## Set task 1
According to the replay-resistant ARC extract, what new header is created to handle blind carbon copy recipients?
## Set task 2
Copy the passage of the replay-resistant ARC extract between "We can harden" and "message to a new recipient.", inclusive.

## Extract

Chuang & Robin            Expires 6 April 2023                  [Page 3]
Internet-Draft            Replay Resistant ARC              October 2022

   *  signed RFC822 header recipients- These identities are defined by
      To, Cc and Forwarded-to headers, and MUST be a signed headers
      present in the ARC-Seal.

   *  SMTP recipients- The RFC5321 MAIL FROM recipients are disclosed
      during the SMTP transmission.  These identities define the inboxes
      that the message is intended for.

3.  ARC Set Improvements

   This protocol uses ARC (RFC8617 (https://www.rfc-editor.org/rfc/
   rfc8617.html)) to describe all ADMDs using the ARC set number as the
   ADMD version numbers.  The initial ARC set "i=1" is defined for the
   message originator, and signs for the outbound message with an empty
   ARC-Authentication-Results.  Traditionally ARC signing happens on
   inbound, however with these changes ARC implementations should be
   modified to sign on outbound as well that enables marking origination
   and forwarding.  This protocol adds additional new ARC-Seal tag/
   values to describe protocol settings and new ARC-Authentication-
   Results status and comments.  This protocol also heavily leverages
   ARC sealing and message signing which in turn leverages DKIM
   cryptographic primitives.

4.  Declare All Recipients and Affirm (DARA)

4.1.  Concepts

   We can harden the protocol against replay attacks by explicitly
   identifying all recipients in the headers, including when the
   recipient is "hidden" such as Bcc or Mailing-lists.  That way when a
   signed message arrives, the receiver can check if the RCPT TO
   recipient correctly is a subset of the recipient in the signed
   message header.  If not, then the message may be part of a replay
   attack.  For blind carbon copy, while a Bcc header may be added, it
   can be stripped by subsequent forwarders.  Instead we create a new
   Forwarded-to header that includes an ARC set versioning number to
   indicate which ADMD sent the message to a new recipient.

   Forwarded-to: i=1; user@example.com

Chuang & Robin            Expires 6 April 2023                  [Page 4]
Internet-Draft            Replay Resistant ARC              October 2022

   The Forwarded-to header MUST be signed by the ARC-Message-Signature
   i.e. be present in the "h=", then prepended to the headers of the
   message.  For privacy, if there are multiple recipients, the message
   must be split and signed exclusively for each Forwarded-to recipient
   to maintain privacy between recipients.  Subsequent forwarders MUST
   not strip the Forwarded-to header from the message.  To handle the
   email forwarder and mailing list scenario, we also use the Forwarded-
   to header to indicate that a message is sent to a new recipient.
   Messages sent to a new ADMD but with the same recipient identity
   disclosed by Forwarded-to MAY reuse the prior header.

## Information shown
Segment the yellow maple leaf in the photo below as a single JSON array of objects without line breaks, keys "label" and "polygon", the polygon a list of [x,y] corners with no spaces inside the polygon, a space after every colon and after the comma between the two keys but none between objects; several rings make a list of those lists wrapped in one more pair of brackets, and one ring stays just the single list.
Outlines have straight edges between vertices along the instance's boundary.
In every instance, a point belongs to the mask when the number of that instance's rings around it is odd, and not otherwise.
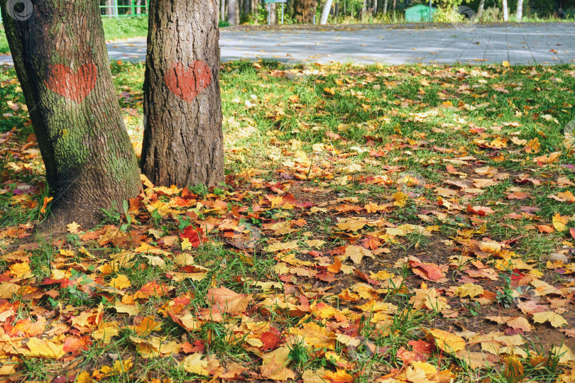
[{"label": "yellow maple leaf", "polygon": [[14,263],[10,266],[10,274],[13,275],[16,278],[31,278],[33,277],[32,272],[30,270],[30,265],[27,262],[21,263]]},{"label": "yellow maple leaf", "polygon": [[350,258],[354,263],[358,264],[361,262],[361,260],[363,259],[363,257],[373,257],[373,253],[362,246],[356,246],[355,245],[351,245],[346,248],[346,252],[344,255],[341,255],[339,257],[339,260],[344,262],[348,258]]},{"label": "yellow maple leaf", "polygon": [[128,279],[128,277],[121,274],[119,274],[116,276],[116,278],[112,278],[110,281],[110,287],[114,289],[118,289],[119,290],[131,287],[131,286],[132,284],[130,283],[130,279]]},{"label": "yellow maple leaf", "polygon": [[202,360],[203,356],[199,353],[188,355],[182,361],[182,367],[187,372],[207,377],[209,375],[209,371],[207,370],[208,361]]},{"label": "yellow maple leaf", "polygon": [[456,353],[465,348],[465,340],[461,336],[438,328],[427,330],[435,339],[435,344],[446,353]]},{"label": "yellow maple leaf", "polygon": [[121,302],[116,302],[112,307],[116,309],[116,312],[127,313],[130,316],[137,315],[140,313],[140,309],[138,307],[137,304],[126,304]]},{"label": "yellow maple leaf", "polygon": [[68,231],[70,233],[72,233],[72,234],[80,233],[80,231],[78,230],[80,228],[80,225],[78,225],[75,222],[68,223],[67,225],[66,225],[66,227],[68,228]]},{"label": "yellow maple leaf", "polygon": [[26,353],[25,355],[29,357],[58,359],[66,353],[64,351],[64,345],[57,345],[47,339],[31,338],[26,343],[26,347],[30,351]]},{"label": "yellow maple leaf", "polygon": [[553,216],[553,227],[557,231],[563,231],[567,228],[567,223],[569,222],[569,218],[567,216],[562,216],[559,213],[556,213]]},{"label": "yellow maple leaf", "polygon": [[455,289],[455,294],[461,298],[468,296],[470,298],[474,298],[478,295],[481,295],[483,294],[483,288],[478,284],[466,283],[465,284],[457,287],[457,288]]},{"label": "yellow maple leaf", "polygon": [[562,316],[553,311],[535,313],[533,314],[533,321],[536,323],[542,323],[545,321],[548,321],[553,327],[561,327],[563,325],[569,324]]},{"label": "yellow maple leaf", "polygon": [[403,207],[407,204],[407,196],[403,192],[398,192],[393,194],[393,205],[399,207]]}]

## Full solution 1
A Forwarded-to header that includes an ARC set versioning number to indicate which ADMD sent the message to a new recipient.

## Full solution 2
We can harden the protocol against replay attacks by explicitly
   identifying all recipients in the headers, including when the
   recipient is "hidden" such as Bcc or Mailing-lists.  That way when a
   signed message arrives, the receiver can check if the RCPT TO
   recipient correctly is a subset of the recipient in the signed
   message header.  If not, then the message may be part of a replay
   attack.  For blind carbon copy, while a Bcc header may be added, it
   can be stripped by subsequent forwarders.  Instead we create a new
   Forwarded-to header that includes an ARC set versioning number to
   indicate which ADMD sent the message to a new recipient.